▶ _The problem_
Return every record below exactly as written, but leave out the pictures.

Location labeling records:
┏━━

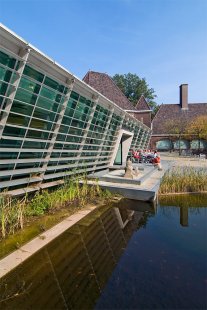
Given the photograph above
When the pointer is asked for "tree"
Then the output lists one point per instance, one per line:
(133, 87)
(198, 127)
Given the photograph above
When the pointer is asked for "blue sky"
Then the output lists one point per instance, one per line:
(164, 41)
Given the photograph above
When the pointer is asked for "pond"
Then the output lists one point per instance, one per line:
(127, 256)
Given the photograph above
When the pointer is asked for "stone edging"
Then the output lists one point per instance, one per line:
(182, 193)
(12, 260)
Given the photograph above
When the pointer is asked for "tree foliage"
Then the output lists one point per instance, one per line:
(133, 87)
(176, 126)
(198, 127)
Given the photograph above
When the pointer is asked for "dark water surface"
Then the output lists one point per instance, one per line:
(125, 256)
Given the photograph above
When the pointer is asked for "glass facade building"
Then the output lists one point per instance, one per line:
(52, 124)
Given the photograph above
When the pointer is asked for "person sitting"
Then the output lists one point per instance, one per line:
(136, 155)
(157, 163)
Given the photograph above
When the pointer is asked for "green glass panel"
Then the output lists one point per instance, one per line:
(65, 90)
(58, 98)
(14, 77)
(66, 120)
(74, 95)
(22, 108)
(55, 155)
(5, 75)
(14, 131)
(33, 73)
(42, 114)
(39, 124)
(37, 134)
(45, 103)
(9, 155)
(53, 84)
(29, 85)
(82, 99)
(19, 120)
(7, 60)
(3, 88)
(34, 145)
(61, 137)
(6, 167)
(63, 129)
(31, 155)
(71, 105)
(25, 96)
(77, 124)
(50, 94)
(28, 165)
(10, 143)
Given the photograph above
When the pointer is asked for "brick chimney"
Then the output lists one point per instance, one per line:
(184, 96)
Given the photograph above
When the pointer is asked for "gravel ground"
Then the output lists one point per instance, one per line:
(184, 161)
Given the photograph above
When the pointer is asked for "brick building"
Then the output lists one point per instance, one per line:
(106, 86)
(183, 113)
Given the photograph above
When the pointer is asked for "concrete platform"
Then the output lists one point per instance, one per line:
(143, 188)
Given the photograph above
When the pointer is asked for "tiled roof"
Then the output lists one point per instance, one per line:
(106, 86)
(142, 104)
(168, 112)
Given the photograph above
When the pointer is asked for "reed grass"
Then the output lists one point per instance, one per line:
(14, 212)
(184, 179)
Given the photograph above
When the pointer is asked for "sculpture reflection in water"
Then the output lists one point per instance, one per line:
(71, 271)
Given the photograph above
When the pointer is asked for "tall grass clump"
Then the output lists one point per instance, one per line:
(14, 212)
(184, 179)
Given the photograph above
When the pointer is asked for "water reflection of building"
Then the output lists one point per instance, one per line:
(71, 271)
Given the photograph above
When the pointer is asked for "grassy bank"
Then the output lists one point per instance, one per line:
(184, 179)
(15, 213)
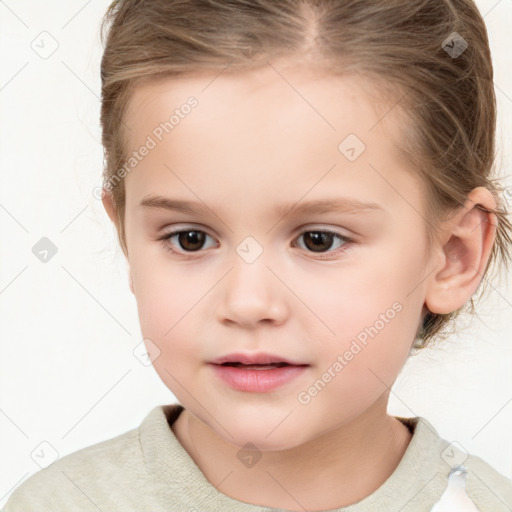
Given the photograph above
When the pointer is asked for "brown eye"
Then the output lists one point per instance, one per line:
(189, 240)
(318, 241)
(322, 241)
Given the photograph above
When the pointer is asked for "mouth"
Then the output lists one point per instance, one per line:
(256, 373)
(271, 366)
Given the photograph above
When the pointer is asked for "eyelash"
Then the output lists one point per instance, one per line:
(347, 242)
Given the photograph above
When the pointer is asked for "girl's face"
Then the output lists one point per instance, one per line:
(253, 277)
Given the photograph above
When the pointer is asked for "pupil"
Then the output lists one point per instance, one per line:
(320, 240)
(191, 240)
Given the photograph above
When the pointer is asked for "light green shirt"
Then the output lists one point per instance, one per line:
(147, 470)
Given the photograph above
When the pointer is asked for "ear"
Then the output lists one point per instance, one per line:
(108, 203)
(466, 244)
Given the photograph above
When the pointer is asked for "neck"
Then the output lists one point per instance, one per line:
(334, 470)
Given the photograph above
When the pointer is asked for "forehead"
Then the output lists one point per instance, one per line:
(284, 127)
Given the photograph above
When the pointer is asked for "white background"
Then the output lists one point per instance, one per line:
(69, 326)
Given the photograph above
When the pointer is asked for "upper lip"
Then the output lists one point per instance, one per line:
(256, 358)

┗━━

▶ _Expected answer_
Given the photograph above
When the pointer is asked for "tree"
Then the output lists one point per instance, one per line:
(133, 87)
(198, 127)
Given the photograph above
When the pointer is asked for "blue sky"
Then the output lists one point per instance, one per line:
(164, 41)
Given the photograph above
When the pointer is asked for "pond"
Then the output lists one point per instance, one per line:
(127, 256)
Given the photograph above
When the pointer is asked for "stone edging"
Then the output lists one point per instance, one per line:
(182, 193)
(12, 260)
Given the photograph above
When the pointer is asked for "tree foliage"
Then the output lists one point per instance, one per line:
(133, 87)
(176, 126)
(198, 127)
Given the photograph above
When the pointer is asked for "dark water surface"
Then the output lists one point per instance, one per line:
(125, 256)
Given the photograph above
When the pointer is asked for "glass facade building"
Then the output lists one point per instance, one per line:
(52, 124)
Given the photograph above
When the pointer is asked for "person sitting"
Then the output lists one point per instance, one per line:
(136, 155)
(157, 163)
Given the photograph above
When the pointer is asked for "green glass panel"
Then the output lists one point per instance, one per line:
(65, 90)
(58, 98)
(14, 77)
(66, 120)
(74, 95)
(22, 108)
(55, 155)
(5, 75)
(14, 131)
(33, 73)
(42, 114)
(39, 124)
(37, 134)
(45, 103)
(9, 155)
(53, 84)
(29, 85)
(82, 99)
(19, 120)
(7, 60)
(3, 88)
(34, 145)
(61, 137)
(6, 167)
(63, 129)
(31, 155)
(71, 105)
(25, 96)
(77, 124)
(50, 94)
(28, 165)
(10, 143)
Given the photograph above
When the pointer is asked for "brick chimney"
Then the output lists one point per instance, one per line:
(184, 96)
Given the photograph above
When the pointer is asked for "gravel ground"
Then the output lists one point per instance, one per line:
(184, 161)
Given the photograph above
When the pointer is asked for "brick building"
Then the output lists one point per instance, one per line:
(106, 86)
(183, 113)
Given the photograph above
When the pointer is asked for "concrete platform"
Then the output lists one point per instance, one per line:
(143, 188)
Given the photograph above
When the pointer is asked for "tiled roof"
Then the output lists one point per instance, one per line:
(106, 86)
(142, 104)
(168, 112)
Given the photograph above
When the pointer is asked for "reed grass"
Then the output lists one point per instance, one per line:
(14, 212)
(184, 179)
Given the photograph above
When the pointer is asked for "sculpture reflection in water"
Then the output lists one point per instance, one per line:
(71, 271)
Given the photograph above
When the pointer is asked for "tall grass clump"
Then the output lists one point per instance, one per line:
(14, 212)
(184, 179)
Given the photograph above
When the pointer is asked for "water reflection of building"
Then the output lists one point per instance, one per line:
(71, 271)
Given the photograph above
When the pointer is asked for "grassy bank"
Then the output lists one point per instance, one per line:
(184, 179)
(15, 213)
Given the photograph above
When the pointer is asked for "brown eye"
Then the output lists one point per instance, one per line:
(189, 240)
(318, 241)
(322, 241)
Given the photograph above
When the pointer is asked for "mouth"
Then the output lists one point per instance, one per line:
(256, 373)
(271, 366)
Given the photograph above
When the pointer is asked for "eyelash"
Then the output lists one point per instance, one per line:
(347, 242)
Given the photograph above
When the pointer is asked for "girl's face"
Then the output lists one point per instance, one per line:
(253, 277)
Given the photograph above
When the pointer is asked for "pupil"
Then the output lists one point per instance, one per line:
(320, 240)
(191, 240)
Given the photograph above
When the pointer is asked for "light green shirt"
Then the output lists one point per instance, one per line:
(147, 470)
Given the photograph above
When the pointer is asked for "ear"
Then the output lists one point per instance, one per line:
(108, 203)
(466, 244)
Given the photograph above
When the pointer is asked for "neck"
Then the output lists one point per instance, one per line:
(334, 470)
Given the photograph above
When the pointer is asked for "forehead"
Then the output lists one point per instance, one per line:
(284, 127)
Given the photograph above
When the pointer is asked for "white background"
Then the output lists one point per instance, one per line:
(69, 326)
Given the photograph above
When the pointer is asked for "upper lip"
Then the output lists one point per instance, one per line:
(256, 358)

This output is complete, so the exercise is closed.